__PROBLEM TO WORK ON__. In the material below, copy out everything from the line containing "# locate marsh" down to the line containing "# locate blue", with both of those lines included and every character kept the same.

[Dataset entries]

* * * *

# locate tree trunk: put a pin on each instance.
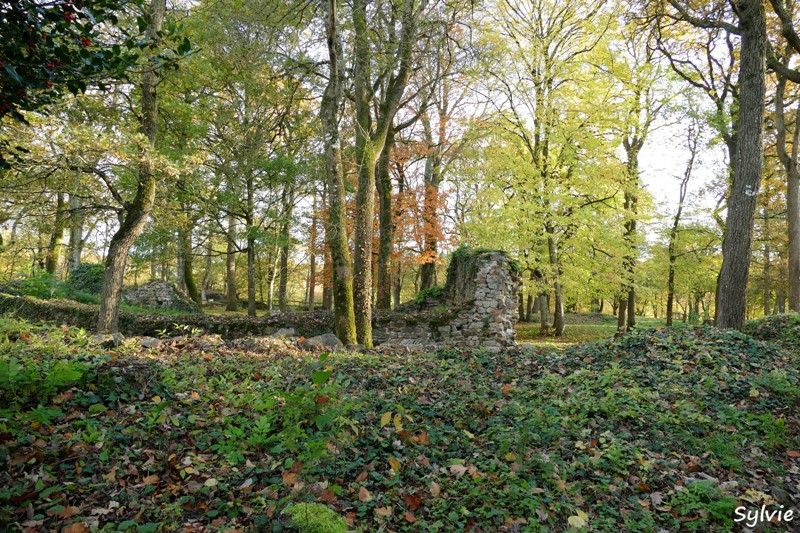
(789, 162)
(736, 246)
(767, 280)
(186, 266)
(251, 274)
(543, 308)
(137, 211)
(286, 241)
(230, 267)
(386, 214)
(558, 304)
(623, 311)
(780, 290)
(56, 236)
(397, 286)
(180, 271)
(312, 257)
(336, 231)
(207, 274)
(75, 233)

* * * *

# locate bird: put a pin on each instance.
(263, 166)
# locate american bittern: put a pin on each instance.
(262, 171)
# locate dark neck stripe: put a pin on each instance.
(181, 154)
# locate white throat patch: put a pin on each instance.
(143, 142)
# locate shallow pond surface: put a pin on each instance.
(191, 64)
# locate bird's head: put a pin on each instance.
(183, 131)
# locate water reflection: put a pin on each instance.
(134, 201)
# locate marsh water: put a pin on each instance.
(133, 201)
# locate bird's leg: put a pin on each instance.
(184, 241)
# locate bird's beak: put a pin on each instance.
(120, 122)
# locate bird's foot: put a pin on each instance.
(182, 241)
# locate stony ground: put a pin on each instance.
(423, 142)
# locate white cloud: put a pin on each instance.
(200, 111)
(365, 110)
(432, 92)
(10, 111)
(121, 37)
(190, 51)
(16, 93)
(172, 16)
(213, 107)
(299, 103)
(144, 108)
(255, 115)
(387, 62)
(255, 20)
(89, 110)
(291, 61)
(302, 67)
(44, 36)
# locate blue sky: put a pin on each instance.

* * * *

__WRITTEN RESPONSE__.
# locate marsh water: put a pin on each instance.
(133, 201)
# locate bird's leg: put a pin on each instance.
(184, 241)
# locate bird's beak: put a pin on each instance.
(120, 122)
# locate bird's foot: put a pin on each instance.
(182, 241)
# locate stony ground: put a pin on each instance.
(423, 142)
# locate white cloud: put a pin on each instance.
(200, 111)
(365, 110)
(432, 92)
(10, 111)
(121, 37)
(190, 51)
(16, 93)
(172, 16)
(213, 107)
(299, 103)
(144, 108)
(255, 115)
(387, 62)
(255, 20)
(89, 110)
(291, 61)
(302, 67)
(44, 36)
# locate blue sky: put a pin on each instance.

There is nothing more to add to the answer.